> **STATED TASK**
Reproduce each of the following lines character for character, leaving nothing out.

> **ENTRIES SUPPLIED**
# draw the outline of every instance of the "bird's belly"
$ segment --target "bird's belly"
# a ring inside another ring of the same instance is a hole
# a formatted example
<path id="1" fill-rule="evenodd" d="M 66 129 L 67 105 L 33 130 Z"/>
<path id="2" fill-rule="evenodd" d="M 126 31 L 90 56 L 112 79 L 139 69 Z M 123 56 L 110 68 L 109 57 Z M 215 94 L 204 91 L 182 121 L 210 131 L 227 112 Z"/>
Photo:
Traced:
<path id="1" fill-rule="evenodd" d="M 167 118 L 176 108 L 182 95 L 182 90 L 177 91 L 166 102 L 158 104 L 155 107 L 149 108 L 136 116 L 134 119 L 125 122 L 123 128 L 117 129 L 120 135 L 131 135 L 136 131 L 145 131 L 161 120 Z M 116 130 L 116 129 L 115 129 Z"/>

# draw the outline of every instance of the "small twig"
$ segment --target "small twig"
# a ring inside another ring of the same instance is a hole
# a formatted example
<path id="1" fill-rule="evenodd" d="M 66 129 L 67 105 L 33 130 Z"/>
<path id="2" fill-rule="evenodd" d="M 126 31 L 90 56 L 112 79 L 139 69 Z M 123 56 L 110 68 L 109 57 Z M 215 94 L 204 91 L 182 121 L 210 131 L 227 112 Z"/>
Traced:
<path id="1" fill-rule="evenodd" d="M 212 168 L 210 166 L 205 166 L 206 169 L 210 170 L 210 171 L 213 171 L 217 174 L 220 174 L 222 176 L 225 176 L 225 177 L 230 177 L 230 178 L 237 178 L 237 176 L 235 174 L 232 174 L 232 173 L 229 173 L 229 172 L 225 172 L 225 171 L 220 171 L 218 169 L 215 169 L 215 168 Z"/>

> **ANSWER TO THIS PROBLEM**
# draw the outline of every instance of the "bird's belly"
$ segment --target "bird's belly"
# a ring inside another ring of the same instance is a hole
# a formatted example
<path id="1" fill-rule="evenodd" d="M 66 129 L 67 105 L 33 130 Z"/>
<path id="2" fill-rule="evenodd" d="M 126 31 L 90 56 L 112 79 L 139 69 Z M 123 56 L 110 68 L 109 57 Z M 215 94 L 204 91 L 182 121 L 210 131 L 227 112 Z"/>
Photo:
Traced:
<path id="1" fill-rule="evenodd" d="M 167 118 L 176 108 L 182 95 L 182 90 L 177 91 L 166 102 L 158 104 L 155 107 L 149 108 L 136 116 L 134 119 L 125 122 L 123 128 L 117 129 L 120 135 L 131 135 L 136 131 L 145 131 L 161 120 Z M 116 130 L 116 129 L 115 129 Z"/>

# draw the outline of every instance of the "small twig"
$ segment --target "small twig"
# a ring inside another ring of the same instance is a hole
# a formatted example
<path id="1" fill-rule="evenodd" d="M 66 129 L 67 105 L 33 130 Z"/>
<path id="2" fill-rule="evenodd" d="M 126 31 L 90 56 L 112 79 L 139 69 Z M 123 56 L 110 68 L 109 57 Z M 215 94 L 204 91 L 182 121 L 210 131 L 227 112 Z"/>
Traced:
<path id="1" fill-rule="evenodd" d="M 212 168 L 210 166 L 205 166 L 206 169 L 210 170 L 210 171 L 213 171 L 217 174 L 220 174 L 222 176 L 225 176 L 225 177 L 230 177 L 230 178 L 237 178 L 237 176 L 235 174 L 232 174 L 232 173 L 229 173 L 229 172 L 225 172 L 225 171 L 220 171 L 218 169 L 215 169 L 215 168 Z"/>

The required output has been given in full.